■ Goal
From the post about the psychedelic Top 40 radio program, pull out the passage between "San Francisco 1" and "Company for $3.00!)", inclusive, word for word.

■ Passage
Tuesday, April 18, 2017

Take a Top 40 Mind Trip - The Journey

The community radio station I volunteer for, WTJU recently finished their spring fund drive. I hosted a special three-hour program featuring psychedelic-inspired Top 40 hits from 1966-1969. In my previous post, I outlined the criteria for selecting the tracks and some historical background. As promised in that post, here are the actual sets I aired.

San Francisco 1
- The Summer of Love started in San Francisco, which spawned the first round of psychedelic hits.
  • San Francisco (Be Sure to Wear Flowers in Your Hair) - Scott MacKinzie
  • San Francisco Nights - The Animals
  • Fantasy Fair radio ad (a three-day open-air SF music festival. 20 bands, including the Doors, Grass Roots, Jefferson Airplane, and the Sunshine Company for $3.00!)
  • Neon Rainbow - The Boxtops
- Bright colors were an integral part of psychedelic posters, fashion, and imagery in lyrics.
  • Green Tamborine - The Lemon Pipers
  • Strawberry Fields Forever - The Beatles
  • The Happening Night Club radio ad (This 1967 Seattle club ad touted a visiting SF band, and local fave Merilee and Persuasions. Merilee Rush would later chart with "Angel of the Morning.")
  • Crystal Blue Persuasion - Tommy James and the Shondells
Light Psych 
- There were many gatekeepers to ensure only appropriate songs got airplay. In this set, the drug references are oblique, but quite obvious if you were hip.
  • Good Vibrations - Beach Boys
  • Along Comes Mary" - The Association
  • Vox WaWa w/the Electric Prunes radio ad
  • I Had Too Much to Dream Last Night - The Electric Prunes
Heavy Psych 
- The songs in this set were heavier in their sound, and the psychedelic imagery really took flight.
  • Time Has Come Today - The Chamber Brothers
  • Pictures of Matchstick Men - The Status Quo
  • 7 UP Uncola Underground - radio ad (The Uncola Underground was a commercial co-op of the underground radical movements sprouting up on college campuses. The Uncola Underground would break into a 7 Up commercial with a subversive broadcast of their own.)

■ Records shown
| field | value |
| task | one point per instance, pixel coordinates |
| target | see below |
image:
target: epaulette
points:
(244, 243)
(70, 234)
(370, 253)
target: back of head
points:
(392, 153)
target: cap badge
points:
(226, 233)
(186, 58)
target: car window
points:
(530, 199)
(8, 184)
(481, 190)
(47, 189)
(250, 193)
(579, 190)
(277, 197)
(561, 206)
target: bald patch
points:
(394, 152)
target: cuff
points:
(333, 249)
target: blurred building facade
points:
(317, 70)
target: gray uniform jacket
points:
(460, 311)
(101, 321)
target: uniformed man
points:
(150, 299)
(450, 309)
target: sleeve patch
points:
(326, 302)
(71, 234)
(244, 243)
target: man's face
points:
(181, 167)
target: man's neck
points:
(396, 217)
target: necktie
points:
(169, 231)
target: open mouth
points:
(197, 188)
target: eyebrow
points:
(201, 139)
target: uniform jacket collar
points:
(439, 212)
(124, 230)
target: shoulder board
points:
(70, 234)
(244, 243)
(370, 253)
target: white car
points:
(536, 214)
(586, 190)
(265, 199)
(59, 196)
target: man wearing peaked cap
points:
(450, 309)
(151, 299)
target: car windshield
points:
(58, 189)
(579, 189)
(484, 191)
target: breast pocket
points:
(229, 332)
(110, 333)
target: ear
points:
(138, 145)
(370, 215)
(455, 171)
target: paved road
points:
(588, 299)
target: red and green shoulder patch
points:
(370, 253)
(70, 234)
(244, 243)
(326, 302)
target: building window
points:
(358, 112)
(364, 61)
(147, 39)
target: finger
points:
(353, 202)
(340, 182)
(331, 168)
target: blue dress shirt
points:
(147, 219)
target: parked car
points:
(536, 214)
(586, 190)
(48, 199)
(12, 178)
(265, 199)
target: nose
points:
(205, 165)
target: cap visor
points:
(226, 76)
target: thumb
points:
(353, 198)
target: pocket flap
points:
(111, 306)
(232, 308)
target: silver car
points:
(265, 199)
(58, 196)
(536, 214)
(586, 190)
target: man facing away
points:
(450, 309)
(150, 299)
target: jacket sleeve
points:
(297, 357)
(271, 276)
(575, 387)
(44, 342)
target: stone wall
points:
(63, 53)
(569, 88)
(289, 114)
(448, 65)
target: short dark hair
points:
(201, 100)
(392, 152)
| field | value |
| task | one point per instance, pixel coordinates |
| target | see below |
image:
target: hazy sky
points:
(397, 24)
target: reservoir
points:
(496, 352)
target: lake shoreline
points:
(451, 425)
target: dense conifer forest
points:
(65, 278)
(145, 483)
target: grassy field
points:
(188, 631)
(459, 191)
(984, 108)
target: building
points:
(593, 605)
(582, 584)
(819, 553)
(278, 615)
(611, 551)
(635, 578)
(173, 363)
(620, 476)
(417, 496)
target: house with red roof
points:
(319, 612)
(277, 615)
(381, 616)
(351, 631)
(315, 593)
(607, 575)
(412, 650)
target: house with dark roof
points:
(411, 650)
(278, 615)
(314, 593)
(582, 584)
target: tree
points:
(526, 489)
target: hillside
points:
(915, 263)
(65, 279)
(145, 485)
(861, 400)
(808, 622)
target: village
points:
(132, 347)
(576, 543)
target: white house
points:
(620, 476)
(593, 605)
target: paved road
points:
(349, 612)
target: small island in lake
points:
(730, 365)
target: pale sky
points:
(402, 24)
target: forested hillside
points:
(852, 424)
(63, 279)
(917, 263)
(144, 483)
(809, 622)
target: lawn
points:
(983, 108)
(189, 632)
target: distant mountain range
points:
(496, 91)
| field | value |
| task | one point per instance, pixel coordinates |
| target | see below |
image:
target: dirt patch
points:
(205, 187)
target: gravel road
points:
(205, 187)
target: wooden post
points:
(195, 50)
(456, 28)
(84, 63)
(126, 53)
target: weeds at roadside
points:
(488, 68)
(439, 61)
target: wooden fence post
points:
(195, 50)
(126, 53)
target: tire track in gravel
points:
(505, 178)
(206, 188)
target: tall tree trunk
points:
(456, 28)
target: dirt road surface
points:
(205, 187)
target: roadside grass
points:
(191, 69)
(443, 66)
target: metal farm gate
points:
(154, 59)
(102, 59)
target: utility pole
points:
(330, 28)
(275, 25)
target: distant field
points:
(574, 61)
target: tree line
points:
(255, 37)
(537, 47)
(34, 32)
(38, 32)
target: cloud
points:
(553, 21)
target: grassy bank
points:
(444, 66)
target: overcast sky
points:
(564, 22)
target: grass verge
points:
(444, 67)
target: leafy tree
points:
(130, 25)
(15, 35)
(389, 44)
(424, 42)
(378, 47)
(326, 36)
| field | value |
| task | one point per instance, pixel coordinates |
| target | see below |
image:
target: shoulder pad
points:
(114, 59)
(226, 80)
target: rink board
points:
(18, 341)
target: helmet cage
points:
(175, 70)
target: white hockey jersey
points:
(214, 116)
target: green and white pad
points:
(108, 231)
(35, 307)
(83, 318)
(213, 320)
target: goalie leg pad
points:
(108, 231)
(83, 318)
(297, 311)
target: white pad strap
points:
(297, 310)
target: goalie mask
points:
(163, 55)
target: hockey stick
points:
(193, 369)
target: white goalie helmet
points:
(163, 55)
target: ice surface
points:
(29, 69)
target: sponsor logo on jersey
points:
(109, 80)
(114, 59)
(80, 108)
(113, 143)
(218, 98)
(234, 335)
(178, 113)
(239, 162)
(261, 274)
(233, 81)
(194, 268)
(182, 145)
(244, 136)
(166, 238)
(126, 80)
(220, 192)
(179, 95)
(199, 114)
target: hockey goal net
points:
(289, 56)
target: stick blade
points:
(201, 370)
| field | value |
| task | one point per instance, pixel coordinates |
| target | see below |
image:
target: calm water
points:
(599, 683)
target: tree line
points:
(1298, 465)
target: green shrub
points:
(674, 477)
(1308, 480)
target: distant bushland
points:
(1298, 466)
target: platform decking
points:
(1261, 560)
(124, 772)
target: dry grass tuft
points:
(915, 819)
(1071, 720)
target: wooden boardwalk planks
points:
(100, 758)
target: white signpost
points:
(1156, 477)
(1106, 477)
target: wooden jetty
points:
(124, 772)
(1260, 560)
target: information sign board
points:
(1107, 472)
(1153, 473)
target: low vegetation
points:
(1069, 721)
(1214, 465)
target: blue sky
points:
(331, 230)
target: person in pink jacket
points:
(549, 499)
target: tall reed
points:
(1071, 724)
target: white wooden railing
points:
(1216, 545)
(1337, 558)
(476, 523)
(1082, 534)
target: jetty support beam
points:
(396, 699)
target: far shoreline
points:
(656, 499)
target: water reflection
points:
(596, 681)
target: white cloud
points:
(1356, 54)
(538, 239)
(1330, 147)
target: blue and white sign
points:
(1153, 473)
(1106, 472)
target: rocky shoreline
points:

■ Answer to the problem
San Francisco 1
- The Summer of Love started in San Francisco, which spawned the first round of psychedelic hits.
  • San Francisco (Be Sure to Wear Flowers in Your Hair) - Scott MacKinzie
  • San Francisco Nights - The Animals
  • Fantasy Fair radio ad (a three-day open-air SF music festival. 20 bands, including the Doors, Grass Roots, Jefferson Airplane, and the Sunshine Company for $3.00!)